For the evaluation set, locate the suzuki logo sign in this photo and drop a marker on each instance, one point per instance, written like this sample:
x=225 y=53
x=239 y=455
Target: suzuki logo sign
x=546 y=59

== == ==

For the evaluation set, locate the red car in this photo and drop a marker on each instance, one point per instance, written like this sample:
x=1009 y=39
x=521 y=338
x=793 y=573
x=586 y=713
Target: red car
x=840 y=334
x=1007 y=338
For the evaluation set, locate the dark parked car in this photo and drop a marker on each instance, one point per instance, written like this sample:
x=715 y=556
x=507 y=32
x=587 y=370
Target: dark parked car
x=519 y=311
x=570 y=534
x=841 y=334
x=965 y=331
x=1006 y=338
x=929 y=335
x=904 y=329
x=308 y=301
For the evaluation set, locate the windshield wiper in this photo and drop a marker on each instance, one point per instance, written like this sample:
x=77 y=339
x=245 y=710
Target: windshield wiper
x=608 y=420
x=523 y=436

== == ==

*YOUR OBJECTIVE*.
Pick out every line above that contains the word "locate" and copy each one in full. Capital and small letters must match.

*FINAL RESULT*.
For the evaluation set, locate the suzuki logo sign in this photo and drop a marker on each instance, one point per instance, written like this sample:
For the evaluation set, locate the red car in this photo and drop a marker on each instance, one point per instance, written like this sample:
For the evaluation set, locate the dark parked car in this photo and drop a marker on each instance, one point per instance, written like this sample:
For the evaluation set, locate the windshield wiper in this photo and drop a marker on each instance, one point per instance, written like this sample:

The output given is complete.